> [Task brief]
Pick out each line of the records below that includes the string "above", and copy those lines.

> [Data shown]
####################

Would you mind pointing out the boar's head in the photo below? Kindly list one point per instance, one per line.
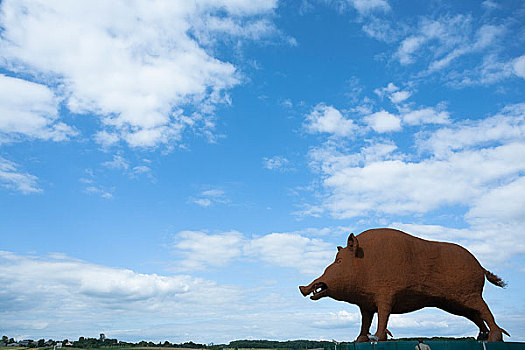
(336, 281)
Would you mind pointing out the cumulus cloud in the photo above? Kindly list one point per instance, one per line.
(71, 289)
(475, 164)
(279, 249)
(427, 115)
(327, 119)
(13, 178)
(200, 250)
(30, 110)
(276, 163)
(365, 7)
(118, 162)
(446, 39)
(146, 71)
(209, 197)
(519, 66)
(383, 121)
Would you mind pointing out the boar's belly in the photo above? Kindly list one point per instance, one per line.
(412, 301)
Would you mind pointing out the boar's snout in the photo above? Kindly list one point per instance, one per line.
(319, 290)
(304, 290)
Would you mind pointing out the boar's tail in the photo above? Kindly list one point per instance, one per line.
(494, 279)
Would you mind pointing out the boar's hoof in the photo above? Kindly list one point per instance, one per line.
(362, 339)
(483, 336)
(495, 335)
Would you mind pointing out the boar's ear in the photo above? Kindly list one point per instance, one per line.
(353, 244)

####################

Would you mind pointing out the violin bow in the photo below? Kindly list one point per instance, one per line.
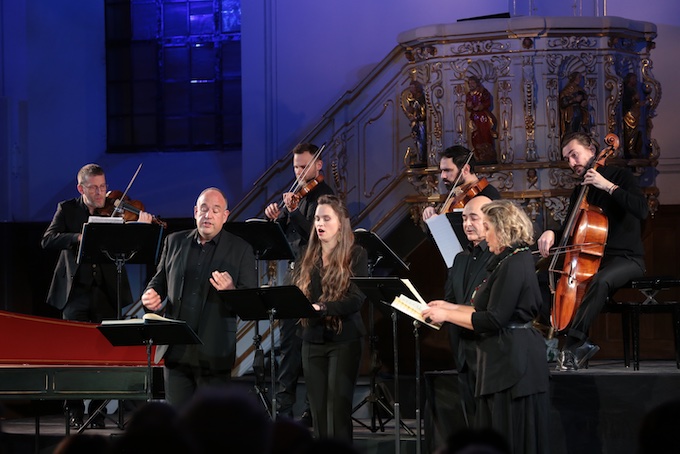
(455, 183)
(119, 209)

####################

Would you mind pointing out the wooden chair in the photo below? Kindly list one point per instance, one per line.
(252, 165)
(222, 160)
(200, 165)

####################

> [Full response]
Would you mind pointing out the cumulus cloud in the photo above? Kindly list one point per instance, one per line.
Would you mind pointing out the boar's belly in the photo above? Kindly list one point per instance, one per line.
Would you mind pointing out the boar's snout in the photo above? Kindly list one point per instance, one per line.
Would you mind pointing out the boar's tail in the photo above? Kindly list one point per instance, one per line.
Would you mind pointing out the boar's hoof in the photo above? Kindly list one point per instance, one per line.
Would you mind pointing out the boar's ear in the photo above? Kindly list one point per instance, one per line.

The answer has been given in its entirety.